# What is being asked
Which lines should be repeated? Exactly the one containing "Target: sweater sleeve" and every line after it through the end of the entries below.

(Beginning of Working data)

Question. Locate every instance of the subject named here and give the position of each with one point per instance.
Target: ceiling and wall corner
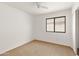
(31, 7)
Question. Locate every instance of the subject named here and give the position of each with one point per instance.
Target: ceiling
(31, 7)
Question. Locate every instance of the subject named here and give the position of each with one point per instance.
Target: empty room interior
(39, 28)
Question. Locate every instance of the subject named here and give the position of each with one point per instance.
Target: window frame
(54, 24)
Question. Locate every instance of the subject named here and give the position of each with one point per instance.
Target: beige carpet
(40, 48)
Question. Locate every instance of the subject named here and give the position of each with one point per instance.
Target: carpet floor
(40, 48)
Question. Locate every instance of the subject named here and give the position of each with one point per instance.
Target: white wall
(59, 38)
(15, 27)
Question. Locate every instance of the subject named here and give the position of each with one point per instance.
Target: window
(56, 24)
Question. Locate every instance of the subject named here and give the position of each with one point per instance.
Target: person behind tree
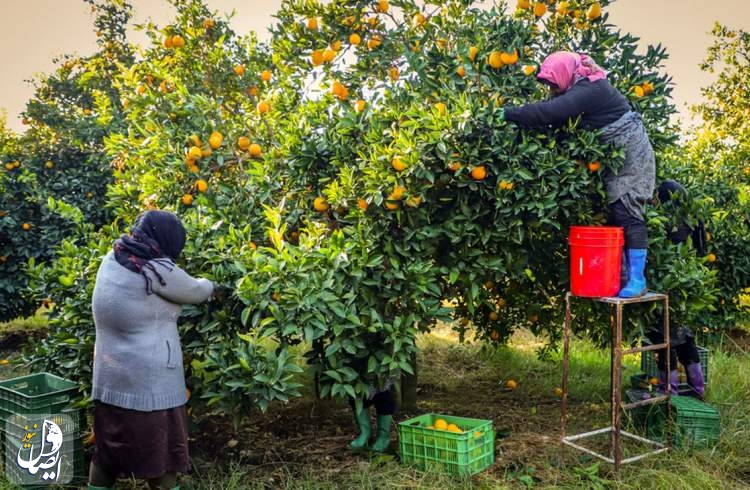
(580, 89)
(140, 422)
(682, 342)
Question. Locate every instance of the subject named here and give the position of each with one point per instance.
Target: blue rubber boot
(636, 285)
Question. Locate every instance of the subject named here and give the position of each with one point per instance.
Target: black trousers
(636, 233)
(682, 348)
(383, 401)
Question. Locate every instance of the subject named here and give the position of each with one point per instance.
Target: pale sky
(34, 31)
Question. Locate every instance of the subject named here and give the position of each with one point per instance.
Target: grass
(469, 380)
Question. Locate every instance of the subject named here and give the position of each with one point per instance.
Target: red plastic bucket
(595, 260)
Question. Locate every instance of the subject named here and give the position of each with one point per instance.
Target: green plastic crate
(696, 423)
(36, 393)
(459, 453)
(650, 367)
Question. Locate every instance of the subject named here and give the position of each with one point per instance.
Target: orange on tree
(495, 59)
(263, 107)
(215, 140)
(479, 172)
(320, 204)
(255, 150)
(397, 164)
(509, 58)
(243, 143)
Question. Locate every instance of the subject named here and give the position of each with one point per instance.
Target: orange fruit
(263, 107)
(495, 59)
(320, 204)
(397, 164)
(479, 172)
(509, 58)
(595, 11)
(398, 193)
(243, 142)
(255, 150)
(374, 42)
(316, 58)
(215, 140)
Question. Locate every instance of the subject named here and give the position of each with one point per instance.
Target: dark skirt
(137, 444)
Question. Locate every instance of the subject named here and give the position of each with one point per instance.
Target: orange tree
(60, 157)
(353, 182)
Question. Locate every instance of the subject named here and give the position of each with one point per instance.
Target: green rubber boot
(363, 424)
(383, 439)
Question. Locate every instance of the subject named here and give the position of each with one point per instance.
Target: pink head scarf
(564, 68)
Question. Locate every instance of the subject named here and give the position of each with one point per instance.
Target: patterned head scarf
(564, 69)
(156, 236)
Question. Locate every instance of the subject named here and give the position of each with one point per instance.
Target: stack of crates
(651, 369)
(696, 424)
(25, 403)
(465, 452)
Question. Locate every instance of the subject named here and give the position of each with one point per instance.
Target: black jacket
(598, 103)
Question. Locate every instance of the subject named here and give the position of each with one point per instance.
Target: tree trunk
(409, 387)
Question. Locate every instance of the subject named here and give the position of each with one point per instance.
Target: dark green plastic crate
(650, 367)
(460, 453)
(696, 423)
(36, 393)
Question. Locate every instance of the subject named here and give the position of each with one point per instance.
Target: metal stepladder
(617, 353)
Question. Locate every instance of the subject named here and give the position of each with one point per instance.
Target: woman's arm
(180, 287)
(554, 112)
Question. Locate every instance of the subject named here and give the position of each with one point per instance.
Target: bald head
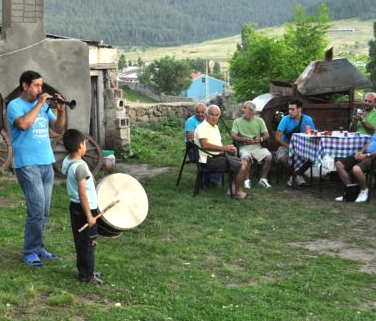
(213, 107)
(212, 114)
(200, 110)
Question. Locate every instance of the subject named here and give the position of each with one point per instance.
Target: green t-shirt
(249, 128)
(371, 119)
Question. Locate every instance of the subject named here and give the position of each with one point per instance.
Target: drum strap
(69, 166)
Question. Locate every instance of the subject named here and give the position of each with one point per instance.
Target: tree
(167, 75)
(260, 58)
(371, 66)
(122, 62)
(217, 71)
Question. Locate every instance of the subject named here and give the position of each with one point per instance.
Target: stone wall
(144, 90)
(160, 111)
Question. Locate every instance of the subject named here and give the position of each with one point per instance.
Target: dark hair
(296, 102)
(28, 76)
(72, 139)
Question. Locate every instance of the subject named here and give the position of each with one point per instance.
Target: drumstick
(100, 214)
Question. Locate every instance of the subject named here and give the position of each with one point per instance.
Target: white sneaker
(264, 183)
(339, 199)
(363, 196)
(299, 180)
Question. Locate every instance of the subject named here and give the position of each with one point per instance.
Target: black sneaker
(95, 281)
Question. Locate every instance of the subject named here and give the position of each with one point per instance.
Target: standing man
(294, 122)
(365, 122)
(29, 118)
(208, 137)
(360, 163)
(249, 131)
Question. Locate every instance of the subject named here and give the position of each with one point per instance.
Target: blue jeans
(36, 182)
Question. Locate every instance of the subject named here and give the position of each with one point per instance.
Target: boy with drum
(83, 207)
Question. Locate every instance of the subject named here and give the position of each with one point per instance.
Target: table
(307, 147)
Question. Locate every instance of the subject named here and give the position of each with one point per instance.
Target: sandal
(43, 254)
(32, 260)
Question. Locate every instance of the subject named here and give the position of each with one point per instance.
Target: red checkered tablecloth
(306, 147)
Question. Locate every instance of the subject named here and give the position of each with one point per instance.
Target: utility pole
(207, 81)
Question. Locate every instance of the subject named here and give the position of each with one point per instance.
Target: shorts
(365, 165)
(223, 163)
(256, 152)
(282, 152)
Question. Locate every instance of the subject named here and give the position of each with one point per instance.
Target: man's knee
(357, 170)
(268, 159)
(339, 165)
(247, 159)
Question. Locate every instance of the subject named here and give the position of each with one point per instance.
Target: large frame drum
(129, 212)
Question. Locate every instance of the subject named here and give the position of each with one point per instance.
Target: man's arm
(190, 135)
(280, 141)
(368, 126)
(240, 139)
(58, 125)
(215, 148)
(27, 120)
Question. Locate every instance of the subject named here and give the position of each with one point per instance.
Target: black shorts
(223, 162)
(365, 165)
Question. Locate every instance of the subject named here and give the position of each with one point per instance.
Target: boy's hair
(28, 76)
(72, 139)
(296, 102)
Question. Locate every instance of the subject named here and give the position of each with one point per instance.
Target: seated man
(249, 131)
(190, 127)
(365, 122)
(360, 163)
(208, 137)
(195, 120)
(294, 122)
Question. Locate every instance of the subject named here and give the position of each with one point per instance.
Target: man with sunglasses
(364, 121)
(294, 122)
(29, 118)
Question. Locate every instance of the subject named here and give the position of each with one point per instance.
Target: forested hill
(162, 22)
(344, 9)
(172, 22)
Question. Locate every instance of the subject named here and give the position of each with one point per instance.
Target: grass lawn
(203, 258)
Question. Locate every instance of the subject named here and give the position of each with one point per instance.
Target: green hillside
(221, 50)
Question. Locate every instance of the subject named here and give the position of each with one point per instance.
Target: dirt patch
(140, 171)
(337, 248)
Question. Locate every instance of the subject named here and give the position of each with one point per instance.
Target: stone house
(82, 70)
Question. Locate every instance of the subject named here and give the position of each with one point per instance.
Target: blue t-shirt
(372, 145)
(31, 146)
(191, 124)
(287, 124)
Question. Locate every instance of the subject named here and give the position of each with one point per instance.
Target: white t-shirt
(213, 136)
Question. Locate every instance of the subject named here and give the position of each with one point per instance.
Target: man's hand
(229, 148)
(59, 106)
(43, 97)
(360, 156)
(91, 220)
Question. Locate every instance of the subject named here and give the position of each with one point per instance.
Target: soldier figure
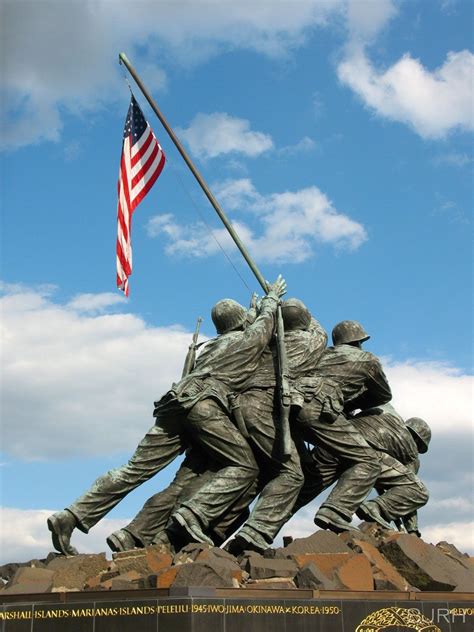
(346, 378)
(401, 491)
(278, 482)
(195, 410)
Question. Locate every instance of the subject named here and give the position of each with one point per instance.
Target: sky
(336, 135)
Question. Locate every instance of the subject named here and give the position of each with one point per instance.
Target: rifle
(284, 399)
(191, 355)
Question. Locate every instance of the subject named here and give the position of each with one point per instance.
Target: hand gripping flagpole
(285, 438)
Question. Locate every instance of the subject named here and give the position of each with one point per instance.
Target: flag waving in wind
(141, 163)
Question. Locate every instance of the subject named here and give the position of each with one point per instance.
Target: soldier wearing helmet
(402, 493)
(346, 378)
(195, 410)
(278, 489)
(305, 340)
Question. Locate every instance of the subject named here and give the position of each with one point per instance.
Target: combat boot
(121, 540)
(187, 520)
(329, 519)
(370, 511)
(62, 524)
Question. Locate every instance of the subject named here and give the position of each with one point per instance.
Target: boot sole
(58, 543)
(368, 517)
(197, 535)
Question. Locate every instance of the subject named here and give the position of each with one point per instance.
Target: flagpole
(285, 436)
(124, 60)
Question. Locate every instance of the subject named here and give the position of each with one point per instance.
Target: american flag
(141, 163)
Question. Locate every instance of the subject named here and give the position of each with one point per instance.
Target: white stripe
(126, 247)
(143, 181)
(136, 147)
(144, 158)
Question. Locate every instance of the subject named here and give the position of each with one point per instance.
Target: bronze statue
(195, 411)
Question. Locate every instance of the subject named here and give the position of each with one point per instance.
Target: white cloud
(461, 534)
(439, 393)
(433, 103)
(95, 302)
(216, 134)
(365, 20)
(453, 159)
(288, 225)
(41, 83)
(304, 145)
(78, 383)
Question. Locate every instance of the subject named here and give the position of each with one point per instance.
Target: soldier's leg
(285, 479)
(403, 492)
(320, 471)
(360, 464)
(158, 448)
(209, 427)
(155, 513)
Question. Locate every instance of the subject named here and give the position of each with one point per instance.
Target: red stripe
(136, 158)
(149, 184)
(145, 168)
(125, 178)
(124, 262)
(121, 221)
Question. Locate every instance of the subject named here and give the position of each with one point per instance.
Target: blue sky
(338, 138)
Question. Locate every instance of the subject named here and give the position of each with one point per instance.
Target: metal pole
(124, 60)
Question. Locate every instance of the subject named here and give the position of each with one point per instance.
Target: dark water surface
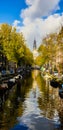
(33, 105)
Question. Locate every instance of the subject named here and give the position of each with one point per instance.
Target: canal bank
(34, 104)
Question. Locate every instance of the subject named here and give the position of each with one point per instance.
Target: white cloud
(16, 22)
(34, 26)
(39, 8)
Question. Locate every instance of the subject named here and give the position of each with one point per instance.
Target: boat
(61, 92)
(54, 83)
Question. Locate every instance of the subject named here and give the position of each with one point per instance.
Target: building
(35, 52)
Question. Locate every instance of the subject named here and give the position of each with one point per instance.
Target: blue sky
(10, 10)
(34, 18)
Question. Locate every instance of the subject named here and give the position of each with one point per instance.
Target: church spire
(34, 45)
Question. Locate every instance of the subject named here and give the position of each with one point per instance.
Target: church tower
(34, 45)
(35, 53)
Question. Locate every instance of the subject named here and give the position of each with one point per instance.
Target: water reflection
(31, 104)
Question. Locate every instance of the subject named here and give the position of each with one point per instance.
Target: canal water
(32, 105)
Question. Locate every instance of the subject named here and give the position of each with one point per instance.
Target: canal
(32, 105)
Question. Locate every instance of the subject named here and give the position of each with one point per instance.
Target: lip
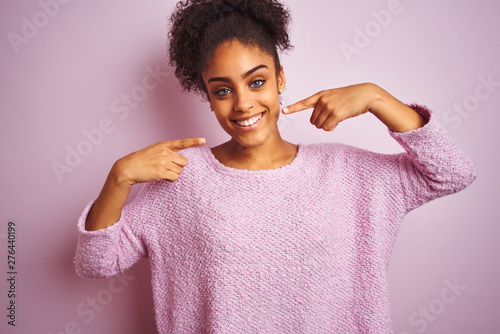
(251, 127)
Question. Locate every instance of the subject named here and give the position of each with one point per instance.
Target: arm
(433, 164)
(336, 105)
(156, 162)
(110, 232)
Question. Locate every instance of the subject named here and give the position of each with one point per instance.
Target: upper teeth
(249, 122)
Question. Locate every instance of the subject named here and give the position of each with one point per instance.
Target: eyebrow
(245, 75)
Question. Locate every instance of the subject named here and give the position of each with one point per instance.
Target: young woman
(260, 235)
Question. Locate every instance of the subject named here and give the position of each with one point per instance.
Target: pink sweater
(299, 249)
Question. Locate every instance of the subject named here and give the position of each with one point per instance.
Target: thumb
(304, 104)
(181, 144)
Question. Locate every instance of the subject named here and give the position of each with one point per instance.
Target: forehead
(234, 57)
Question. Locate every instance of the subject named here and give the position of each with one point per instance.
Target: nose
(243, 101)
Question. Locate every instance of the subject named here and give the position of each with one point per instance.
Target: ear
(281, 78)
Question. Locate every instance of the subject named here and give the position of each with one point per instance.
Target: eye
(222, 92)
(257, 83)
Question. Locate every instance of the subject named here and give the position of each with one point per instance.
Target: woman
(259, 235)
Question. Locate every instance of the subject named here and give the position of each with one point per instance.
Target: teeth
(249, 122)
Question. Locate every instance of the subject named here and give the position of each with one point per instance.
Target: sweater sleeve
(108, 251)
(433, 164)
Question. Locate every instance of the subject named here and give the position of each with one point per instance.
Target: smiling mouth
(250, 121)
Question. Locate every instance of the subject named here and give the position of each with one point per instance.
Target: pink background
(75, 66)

(End of Working data)

# Exercise result
Target: sweater sleeve
(108, 251)
(433, 164)
Question. Locate every instance of the subject named here and give the position of each with one point per instance.
Target: smiling mouth
(250, 121)
Question. Locate every instance of the subject named here and give the position of each with one point per instance.
Target: pink background
(75, 66)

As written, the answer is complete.